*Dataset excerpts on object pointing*
start
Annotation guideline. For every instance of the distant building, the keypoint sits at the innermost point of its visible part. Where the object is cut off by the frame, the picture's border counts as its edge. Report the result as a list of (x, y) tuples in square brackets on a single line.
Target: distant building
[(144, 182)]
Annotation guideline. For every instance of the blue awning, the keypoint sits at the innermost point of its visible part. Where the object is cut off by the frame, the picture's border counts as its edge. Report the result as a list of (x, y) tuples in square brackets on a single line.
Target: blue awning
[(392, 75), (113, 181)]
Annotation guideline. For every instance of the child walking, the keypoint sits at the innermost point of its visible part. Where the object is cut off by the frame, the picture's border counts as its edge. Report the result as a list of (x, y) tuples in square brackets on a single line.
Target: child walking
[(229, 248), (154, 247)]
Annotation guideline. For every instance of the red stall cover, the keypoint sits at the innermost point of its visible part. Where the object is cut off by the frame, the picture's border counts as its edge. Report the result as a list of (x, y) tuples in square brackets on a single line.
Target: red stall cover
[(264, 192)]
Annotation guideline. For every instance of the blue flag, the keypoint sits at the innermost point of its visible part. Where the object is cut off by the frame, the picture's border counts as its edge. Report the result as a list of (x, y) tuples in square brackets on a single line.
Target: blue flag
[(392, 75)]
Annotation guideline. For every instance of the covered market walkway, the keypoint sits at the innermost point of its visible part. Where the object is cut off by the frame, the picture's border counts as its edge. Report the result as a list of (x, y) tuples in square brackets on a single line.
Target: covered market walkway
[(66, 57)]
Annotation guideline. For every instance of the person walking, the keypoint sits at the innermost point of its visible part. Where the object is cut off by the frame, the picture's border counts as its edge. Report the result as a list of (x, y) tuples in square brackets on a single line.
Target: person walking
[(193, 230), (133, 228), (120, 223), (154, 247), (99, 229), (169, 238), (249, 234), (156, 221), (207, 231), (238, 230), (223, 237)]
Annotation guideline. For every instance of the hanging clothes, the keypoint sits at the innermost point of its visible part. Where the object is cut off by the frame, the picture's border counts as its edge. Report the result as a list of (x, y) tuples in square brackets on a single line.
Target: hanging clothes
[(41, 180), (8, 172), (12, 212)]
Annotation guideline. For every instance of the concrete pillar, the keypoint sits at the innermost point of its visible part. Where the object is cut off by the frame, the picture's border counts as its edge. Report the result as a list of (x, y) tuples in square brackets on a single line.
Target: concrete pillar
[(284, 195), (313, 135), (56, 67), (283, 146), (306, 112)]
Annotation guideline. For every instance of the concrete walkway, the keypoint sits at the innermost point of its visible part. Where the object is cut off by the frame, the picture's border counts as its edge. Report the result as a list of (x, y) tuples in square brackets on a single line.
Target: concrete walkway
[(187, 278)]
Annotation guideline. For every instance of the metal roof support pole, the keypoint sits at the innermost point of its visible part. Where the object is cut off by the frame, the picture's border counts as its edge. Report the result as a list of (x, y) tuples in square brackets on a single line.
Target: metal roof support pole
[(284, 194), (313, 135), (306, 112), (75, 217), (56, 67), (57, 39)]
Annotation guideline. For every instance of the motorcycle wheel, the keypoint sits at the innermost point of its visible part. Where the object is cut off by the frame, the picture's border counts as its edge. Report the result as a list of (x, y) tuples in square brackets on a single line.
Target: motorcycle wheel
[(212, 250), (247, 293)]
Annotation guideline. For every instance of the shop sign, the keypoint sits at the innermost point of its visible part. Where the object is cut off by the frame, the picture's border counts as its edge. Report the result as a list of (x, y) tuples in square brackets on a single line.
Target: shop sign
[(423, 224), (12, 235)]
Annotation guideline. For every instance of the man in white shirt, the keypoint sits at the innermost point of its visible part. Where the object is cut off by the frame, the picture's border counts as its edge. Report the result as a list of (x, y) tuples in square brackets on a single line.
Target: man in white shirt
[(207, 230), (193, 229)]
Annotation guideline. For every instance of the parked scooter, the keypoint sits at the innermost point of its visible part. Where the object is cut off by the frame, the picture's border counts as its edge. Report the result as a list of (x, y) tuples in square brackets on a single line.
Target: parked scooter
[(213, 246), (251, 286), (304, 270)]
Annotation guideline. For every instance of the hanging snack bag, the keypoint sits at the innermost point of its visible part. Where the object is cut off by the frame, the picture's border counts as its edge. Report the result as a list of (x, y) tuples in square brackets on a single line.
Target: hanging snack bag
end
*Goal of the exercise*
Render the part of the rows that opens with the line containing "Annotation guideline. For every instance of the shop" and closes with the line containing "Target: shop sign" as a Markdown table with the columns Number and Line. Give each line its own numbered table row and skip any blank lines.

*Task solution*
| Number | Line |
|---|---|
| 1 | Annotation guideline. For every instance of the shop sign, the keypoint sits at the innermost point of its visible part. Where the object is cut off by the frame, the picture's border counts as its edge. Report the result as a list of (x, y) tuples in square brackets on a single line. |
| 2 | Target: shop sign |